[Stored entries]
****************************************

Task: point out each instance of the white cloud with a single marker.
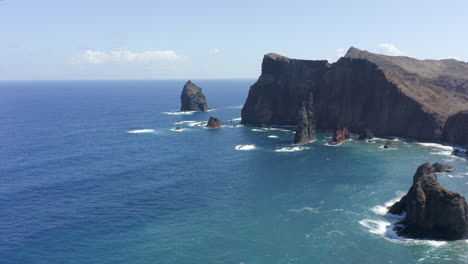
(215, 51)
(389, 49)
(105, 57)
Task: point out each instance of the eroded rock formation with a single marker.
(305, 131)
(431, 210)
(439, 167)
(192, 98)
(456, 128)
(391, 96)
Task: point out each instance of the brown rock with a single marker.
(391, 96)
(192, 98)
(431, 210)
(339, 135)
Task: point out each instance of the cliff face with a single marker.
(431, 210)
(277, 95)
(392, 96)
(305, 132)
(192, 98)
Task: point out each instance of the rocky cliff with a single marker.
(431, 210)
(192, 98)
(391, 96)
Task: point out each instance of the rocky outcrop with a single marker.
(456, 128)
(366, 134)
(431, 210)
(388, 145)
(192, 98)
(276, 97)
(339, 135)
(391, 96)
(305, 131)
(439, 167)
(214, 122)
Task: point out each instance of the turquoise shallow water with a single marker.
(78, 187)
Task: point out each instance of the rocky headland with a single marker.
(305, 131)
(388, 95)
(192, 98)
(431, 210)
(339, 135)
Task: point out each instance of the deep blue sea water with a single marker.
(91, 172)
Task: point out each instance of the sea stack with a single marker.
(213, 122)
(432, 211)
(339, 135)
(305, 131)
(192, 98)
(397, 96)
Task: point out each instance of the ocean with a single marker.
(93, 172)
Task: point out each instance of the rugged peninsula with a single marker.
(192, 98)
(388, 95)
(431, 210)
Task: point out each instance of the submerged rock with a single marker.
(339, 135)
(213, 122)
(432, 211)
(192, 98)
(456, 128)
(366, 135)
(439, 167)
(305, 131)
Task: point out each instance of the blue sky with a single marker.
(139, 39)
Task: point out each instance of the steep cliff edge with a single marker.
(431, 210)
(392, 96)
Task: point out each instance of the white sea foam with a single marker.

****************************************

▸ **TO DO**:
For each record above, write out every line exactly and skip the pictures.

▸ **WRITTEN RESPONSE**:
Task: point out each instance of the white cloud with a single marker.
(215, 51)
(389, 49)
(105, 57)
Task: point out each instance of the eroded rock formation with a single marker.
(305, 131)
(431, 210)
(439, 167)
(192, 98)
(456, 128)
(391, 96)
Task: point out each instance of the brown rock with a single marker.
(391, 96)
(192, 98)
(431, 210)
(339, 135)
Task: point out each instance of the cliff face with a single marker.
(431, 210)
(277, 95)
(392, 96)
(305, 132)
(192, 98)
Task: point out each instance of the rocky cliff with a single marker.
(431, 210)
(192, 98)
(391, 96)
Task: point out each instance of the rocky outcrop with a single marker.
(456, 128)
(366, 134)
(431, 210)
(388, 145)
(192, 98)
(276, 97)
(339, 135)
(391, 96)
(305, 131)
(439, 167)
(214, 122)
Task: point out each instance of the turquoise shallow water with a single marker.
(78, 187)
Task: point out each instance of the rocky headland with a single marker.
(305, 131)
(388, 95)
(192, 98)
(431, 210)
(339, 135)
Task: point out each instance of the deep blue sea water with a single marker.
(91, 172)
Task: point out each instance of the sea stack with a single marker.
(213, 122)
(432, 211)
(339, 135)
(305, 131)
(192, 98)
(397, 96)
Task: point out each instance of the ocean with a single marker.
(93, 172)
Task: point out each instance of the rugged peninsula with a single marker.
(192, 98)
(388, 95)
(431, 210)
Task: point out each instance of the submerged rock with a single marker.
(339, 135)
(213, 122)
(432, 211)
(192, 98)
(456, 128)
(366, 135)
(439, 167)
(305, 131)
Task: point out each instance of the blue sky with a single marker.
(139, 39)
Task: point out each instance of the steep cliff edge with a single marker.
(431, 210)
(392, 96)
Task: point out each instance of the white sea foam with a single marker.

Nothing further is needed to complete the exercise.